_Prompt A_
Pick out every line of the entries that contains the word "wall", and copy each one in full. Case counts.

LOVE LETTERS

Through Sunday, Jan. 21
Fletcher Opera Theater, Raleigh
www.nctheatre.com

NC Theatre’s current production of A.R. Gurney’s epistolary drama, Love Letters, is a testament to how powerful theater can be when it trusts its audience.

At Fletcher Opera Theater, Bill Yates Jr.’s bare-bones set features just two desks, two chairs, two glasses of water, and two open scripts in front of an almost blindingly bright cyclorama. Veteran Raleigh stage actor Ira David Wood III (as Andrew) and stage-and-screen star Sandy Duncan (as Melissa) remain seated for most of the performance.

Director Guy Stroman imposes no mournful sound cues, no illusory projections, no pantomiming with propsjust two people connecting. It is two characters speaking for themselves. That’s it.

We watch as they correspond, reciting more than fifty years’ worth of letters filled with broken promises, cheesy family newsletter announcements, condolences, and everything in between. The passage of time is marked by shifts in designer Christina L. Munich’s vibrant colored lights.

_Excerpted records_

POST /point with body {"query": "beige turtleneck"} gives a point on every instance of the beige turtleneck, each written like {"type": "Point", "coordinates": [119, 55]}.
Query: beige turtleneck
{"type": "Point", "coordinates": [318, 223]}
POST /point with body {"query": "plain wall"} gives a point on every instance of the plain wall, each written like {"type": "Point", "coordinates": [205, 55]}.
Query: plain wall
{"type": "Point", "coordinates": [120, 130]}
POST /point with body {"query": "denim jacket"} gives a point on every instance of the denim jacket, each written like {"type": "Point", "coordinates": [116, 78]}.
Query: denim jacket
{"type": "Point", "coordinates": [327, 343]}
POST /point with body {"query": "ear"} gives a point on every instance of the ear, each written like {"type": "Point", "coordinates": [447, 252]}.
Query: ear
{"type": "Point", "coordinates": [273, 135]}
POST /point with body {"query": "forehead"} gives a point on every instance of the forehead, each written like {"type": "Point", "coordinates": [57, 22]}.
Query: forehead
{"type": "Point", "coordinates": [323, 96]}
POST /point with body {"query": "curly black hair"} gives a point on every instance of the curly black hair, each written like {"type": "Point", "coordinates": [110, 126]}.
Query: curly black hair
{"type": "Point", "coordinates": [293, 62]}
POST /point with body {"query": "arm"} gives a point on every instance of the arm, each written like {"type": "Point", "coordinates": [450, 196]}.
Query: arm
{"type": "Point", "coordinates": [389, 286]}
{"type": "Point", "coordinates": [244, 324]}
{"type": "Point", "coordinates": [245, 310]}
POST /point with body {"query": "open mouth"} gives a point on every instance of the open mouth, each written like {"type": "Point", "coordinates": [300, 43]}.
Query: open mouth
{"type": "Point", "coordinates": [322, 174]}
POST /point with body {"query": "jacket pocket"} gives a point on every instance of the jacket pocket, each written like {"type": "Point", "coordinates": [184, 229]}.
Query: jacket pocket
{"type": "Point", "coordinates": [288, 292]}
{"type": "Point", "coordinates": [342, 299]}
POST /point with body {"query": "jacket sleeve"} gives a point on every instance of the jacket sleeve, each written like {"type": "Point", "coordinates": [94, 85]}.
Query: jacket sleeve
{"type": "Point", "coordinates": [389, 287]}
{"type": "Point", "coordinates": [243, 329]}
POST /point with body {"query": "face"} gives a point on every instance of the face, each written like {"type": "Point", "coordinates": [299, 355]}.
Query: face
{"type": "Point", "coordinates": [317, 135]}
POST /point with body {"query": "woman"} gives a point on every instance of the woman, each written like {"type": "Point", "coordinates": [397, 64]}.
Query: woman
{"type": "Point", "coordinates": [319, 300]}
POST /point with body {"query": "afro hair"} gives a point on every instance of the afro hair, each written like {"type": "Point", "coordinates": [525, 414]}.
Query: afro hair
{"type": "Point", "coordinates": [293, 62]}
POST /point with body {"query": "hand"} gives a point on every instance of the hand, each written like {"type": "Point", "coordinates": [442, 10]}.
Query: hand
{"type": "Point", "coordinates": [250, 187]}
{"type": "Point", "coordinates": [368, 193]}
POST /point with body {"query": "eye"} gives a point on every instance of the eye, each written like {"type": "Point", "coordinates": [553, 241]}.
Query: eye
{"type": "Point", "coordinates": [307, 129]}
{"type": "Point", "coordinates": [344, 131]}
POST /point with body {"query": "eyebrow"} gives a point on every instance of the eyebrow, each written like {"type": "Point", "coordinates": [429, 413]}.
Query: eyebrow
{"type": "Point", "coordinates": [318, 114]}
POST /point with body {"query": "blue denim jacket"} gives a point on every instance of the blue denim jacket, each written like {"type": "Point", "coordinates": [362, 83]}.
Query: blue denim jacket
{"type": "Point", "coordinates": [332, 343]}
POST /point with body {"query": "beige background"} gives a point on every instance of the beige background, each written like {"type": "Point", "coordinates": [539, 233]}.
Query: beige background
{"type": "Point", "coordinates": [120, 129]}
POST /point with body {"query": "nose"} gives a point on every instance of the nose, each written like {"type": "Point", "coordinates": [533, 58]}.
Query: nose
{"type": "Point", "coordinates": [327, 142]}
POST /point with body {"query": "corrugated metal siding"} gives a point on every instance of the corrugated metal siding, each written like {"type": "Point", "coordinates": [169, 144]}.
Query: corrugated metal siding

_Prompt B_
Write the next part of the review of the Love Letters production, continuing on from its final sentence.

_Result A_
POST /point with body {"query": "plain wall"} gives a point on every instance of the plain wall, each written like {"type": "Point", "coordinates": [205, 55]}.
Query: plain wall

_Result B_
The decision to keep the characters seated at their desks makes the show feel static at first, but, as it goes on, the staging becomes deeply compelling. The simplicity of the production allows Duncan and Wood to just act, unhindered by unnecessary props or costume changes. Wood, as the insufferable yet endearing Ladd, is the perfect match for Duncan as the biting, snarky Gardner. Especially viewing the 1988 show through a 2018 lens, Duncan is electrifying as an assertive “nasty woman” decades ahead of her time.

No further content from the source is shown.